→ **PROMPT 1**
From the passage on early flying machines, reproduce the words starting at "Leonardo da Vinci" and ending at "and control flight.".
→ **PROMPT 2**
According to the passage on early flying machines, what did the Wright brothers use to change wing shape and control flight?

→ **GIVEN TEXT**
··········
Leonardo da Vinci drew the earliest sketches of flying machines and airfoils. His first designs had flappable wings based on those of a bird. However later, his sketches contained models with fixed wings similar to those of bats. He never, however, built successful full-scale models of his designs. In 1799, Sir George Cayley was the first to build a successful, fixed wing, model glider. The Wright brothers in 1903, achieved the first man-powered, heavier than air, controlled flight. Their airfoils were warpable, and they used pulleys to change wing shape and control flight.
··········
→ **DATA LINES**
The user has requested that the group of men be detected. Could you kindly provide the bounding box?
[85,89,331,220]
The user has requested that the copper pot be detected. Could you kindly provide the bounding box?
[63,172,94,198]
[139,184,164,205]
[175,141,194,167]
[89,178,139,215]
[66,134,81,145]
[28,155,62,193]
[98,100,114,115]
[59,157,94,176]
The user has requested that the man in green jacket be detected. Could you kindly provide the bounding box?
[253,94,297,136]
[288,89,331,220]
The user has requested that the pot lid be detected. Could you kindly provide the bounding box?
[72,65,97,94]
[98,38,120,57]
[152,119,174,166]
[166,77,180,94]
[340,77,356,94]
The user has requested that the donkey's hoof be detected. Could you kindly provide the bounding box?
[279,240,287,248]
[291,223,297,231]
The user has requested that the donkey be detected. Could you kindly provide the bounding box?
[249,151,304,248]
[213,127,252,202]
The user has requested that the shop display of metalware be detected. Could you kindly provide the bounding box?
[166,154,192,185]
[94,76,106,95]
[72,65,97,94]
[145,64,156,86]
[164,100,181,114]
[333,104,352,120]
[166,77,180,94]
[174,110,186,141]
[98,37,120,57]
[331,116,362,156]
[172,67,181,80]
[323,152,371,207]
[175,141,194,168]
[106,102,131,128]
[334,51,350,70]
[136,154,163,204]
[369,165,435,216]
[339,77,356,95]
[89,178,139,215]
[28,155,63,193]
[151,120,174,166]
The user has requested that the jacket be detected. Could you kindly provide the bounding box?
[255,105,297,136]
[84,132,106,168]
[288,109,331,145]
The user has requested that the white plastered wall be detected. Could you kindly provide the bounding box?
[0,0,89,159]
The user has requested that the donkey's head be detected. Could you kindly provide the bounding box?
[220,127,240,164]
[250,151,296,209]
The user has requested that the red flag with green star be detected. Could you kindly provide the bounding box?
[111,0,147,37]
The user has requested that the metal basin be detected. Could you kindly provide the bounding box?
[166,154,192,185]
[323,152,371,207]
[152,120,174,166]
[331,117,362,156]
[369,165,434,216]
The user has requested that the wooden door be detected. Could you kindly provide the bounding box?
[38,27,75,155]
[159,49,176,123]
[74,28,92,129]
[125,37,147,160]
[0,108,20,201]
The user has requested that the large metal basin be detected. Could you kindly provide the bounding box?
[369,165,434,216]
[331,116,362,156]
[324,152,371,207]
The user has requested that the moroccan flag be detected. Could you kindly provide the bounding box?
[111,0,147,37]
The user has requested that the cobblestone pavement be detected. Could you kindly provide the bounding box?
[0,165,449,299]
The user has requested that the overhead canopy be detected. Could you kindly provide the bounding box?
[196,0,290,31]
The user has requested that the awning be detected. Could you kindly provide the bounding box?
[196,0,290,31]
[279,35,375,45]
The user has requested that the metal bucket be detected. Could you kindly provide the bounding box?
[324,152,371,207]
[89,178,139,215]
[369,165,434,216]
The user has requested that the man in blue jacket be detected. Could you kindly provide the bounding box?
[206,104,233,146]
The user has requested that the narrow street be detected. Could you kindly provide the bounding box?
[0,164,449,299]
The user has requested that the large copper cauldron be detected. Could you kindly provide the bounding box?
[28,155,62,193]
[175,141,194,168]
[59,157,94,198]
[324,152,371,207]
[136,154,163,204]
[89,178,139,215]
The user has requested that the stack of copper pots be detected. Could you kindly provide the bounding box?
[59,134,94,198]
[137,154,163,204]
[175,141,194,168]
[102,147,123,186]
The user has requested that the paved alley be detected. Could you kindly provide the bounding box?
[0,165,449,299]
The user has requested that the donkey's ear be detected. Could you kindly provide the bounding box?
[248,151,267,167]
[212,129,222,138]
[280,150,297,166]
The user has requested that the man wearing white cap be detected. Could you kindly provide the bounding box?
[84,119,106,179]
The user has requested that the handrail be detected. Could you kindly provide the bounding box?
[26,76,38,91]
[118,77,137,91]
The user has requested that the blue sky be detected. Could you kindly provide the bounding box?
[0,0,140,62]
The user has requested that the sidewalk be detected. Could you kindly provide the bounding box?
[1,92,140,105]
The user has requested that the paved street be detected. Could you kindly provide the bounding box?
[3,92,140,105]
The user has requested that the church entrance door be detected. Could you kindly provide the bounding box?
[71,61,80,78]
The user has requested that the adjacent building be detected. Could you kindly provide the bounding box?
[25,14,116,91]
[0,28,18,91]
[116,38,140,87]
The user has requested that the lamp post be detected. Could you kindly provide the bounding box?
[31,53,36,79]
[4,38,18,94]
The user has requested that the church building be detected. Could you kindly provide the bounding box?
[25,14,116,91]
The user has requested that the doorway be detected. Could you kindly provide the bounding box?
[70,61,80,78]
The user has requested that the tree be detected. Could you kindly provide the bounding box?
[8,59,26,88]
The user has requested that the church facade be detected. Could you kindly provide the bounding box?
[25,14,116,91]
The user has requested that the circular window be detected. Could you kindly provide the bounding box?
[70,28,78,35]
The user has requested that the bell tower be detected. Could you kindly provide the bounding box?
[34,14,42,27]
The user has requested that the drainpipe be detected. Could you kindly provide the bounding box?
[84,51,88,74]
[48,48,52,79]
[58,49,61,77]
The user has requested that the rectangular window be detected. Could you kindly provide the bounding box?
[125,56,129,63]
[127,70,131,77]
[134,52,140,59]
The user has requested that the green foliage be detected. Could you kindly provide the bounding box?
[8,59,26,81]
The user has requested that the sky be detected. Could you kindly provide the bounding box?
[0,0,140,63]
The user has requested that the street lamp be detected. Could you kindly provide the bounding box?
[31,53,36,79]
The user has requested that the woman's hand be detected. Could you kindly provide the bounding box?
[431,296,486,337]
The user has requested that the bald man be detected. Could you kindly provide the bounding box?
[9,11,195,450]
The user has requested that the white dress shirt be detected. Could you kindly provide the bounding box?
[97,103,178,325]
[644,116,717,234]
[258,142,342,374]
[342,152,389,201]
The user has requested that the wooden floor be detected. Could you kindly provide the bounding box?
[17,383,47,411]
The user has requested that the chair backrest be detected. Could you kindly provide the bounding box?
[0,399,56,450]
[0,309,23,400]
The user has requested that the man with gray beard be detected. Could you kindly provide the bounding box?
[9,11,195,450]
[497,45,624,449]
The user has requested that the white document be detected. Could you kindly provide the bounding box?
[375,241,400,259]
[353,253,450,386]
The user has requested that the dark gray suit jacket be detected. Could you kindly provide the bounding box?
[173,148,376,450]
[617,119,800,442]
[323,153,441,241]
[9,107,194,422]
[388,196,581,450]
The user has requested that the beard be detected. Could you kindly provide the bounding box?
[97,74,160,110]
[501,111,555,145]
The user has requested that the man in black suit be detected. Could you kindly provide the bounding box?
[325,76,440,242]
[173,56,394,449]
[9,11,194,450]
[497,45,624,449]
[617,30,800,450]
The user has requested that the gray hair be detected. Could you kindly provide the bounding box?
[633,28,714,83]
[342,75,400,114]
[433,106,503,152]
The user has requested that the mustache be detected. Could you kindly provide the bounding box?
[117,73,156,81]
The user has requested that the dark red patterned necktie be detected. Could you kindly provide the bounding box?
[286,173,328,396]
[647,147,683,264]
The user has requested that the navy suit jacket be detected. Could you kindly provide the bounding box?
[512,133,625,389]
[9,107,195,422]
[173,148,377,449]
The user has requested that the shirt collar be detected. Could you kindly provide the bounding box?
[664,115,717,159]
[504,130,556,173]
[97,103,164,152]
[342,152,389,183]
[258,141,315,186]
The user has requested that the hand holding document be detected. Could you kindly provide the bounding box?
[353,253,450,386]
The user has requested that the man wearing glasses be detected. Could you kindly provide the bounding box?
··········
→ **CORRECT OUTPUT 1**
Leonardo da Vinci drew the earliest sketches of flying machines and airfoils. His first designs had flappable wings based on those of a bird. However later, his sketches contained models with fixed wings similar to those of bats. He never, however, built successful full-scale models of his designs. In 1799, Sir George Cayley was the first to build a successful, fixed wing, model glider. The Wright brothers in 1903, achieved the first man-powered, heavier than air, controlled flight. Their airfoils were warpable, and they used pulleys to change wing shape and control flight.

→ **CORRECT OUTPUT 2**
Pulleys.